In those days, writing something original required not just hands, a few good ideas, and a winning form/lexicon. A much more important characteristic was having a pair of big guts. In May of '26, the secret police entered his home: not for a glass of straight vodka and to chat about this and that, but to seize some writings including “Heart of a Dog.” Regarding the work, Bulgakov had to partially retract, make some excuses, and affirm, without much conviction, that the story had turned out stronger than his real intentions. His early theatrical works found a convinced supporter in Stalin, and perhaps it was just for this mild sympathy/respect that he managed to survive the terror years of the following decade and write, with enormous difficulty, that masterpiece “The Master and Margarita.” He was not a counter-revolutionary, as he did not foment dissent, but he certainly did not feel sympathy for a regime he managed to capture through brilliant, original, and courageous works like this one, which made him, decades after his death, one of the pillars of 20th-century literature.

**What you need to do**
In the passage about Bulgakov, what did the secret police take from his home in May of '26?

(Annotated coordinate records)
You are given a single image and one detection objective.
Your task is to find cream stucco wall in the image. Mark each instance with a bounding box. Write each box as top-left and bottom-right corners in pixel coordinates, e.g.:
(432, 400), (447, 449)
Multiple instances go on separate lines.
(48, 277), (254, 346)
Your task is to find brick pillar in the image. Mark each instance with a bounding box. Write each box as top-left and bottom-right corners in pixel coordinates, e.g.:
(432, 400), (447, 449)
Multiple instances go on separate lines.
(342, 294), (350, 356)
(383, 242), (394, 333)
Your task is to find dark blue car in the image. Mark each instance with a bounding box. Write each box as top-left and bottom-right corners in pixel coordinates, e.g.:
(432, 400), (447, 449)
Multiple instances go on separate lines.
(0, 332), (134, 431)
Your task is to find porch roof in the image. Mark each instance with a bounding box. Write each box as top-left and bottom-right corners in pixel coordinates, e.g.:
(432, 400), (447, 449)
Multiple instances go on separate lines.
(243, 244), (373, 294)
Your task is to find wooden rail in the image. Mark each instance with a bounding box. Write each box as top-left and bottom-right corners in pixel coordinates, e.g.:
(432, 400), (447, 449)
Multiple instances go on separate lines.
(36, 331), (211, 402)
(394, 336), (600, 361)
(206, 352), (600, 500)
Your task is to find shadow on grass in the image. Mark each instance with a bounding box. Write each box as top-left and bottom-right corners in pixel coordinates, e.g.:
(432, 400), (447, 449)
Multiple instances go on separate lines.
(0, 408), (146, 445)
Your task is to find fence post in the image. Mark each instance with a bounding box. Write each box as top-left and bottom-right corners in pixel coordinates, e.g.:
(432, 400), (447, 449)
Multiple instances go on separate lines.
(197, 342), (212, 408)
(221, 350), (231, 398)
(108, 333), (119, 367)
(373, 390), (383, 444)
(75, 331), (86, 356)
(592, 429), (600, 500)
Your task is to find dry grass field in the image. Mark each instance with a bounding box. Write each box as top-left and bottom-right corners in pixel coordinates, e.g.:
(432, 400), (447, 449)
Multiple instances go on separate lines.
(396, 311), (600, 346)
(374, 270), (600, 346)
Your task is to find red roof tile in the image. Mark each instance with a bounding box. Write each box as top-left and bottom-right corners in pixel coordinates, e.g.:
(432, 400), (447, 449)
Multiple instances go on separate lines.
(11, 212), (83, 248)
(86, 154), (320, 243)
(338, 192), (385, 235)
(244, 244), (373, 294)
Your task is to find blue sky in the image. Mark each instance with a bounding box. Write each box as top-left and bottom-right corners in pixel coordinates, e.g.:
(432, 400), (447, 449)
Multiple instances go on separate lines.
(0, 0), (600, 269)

**The answer**
Some of his writings, including "Heart of a Dog."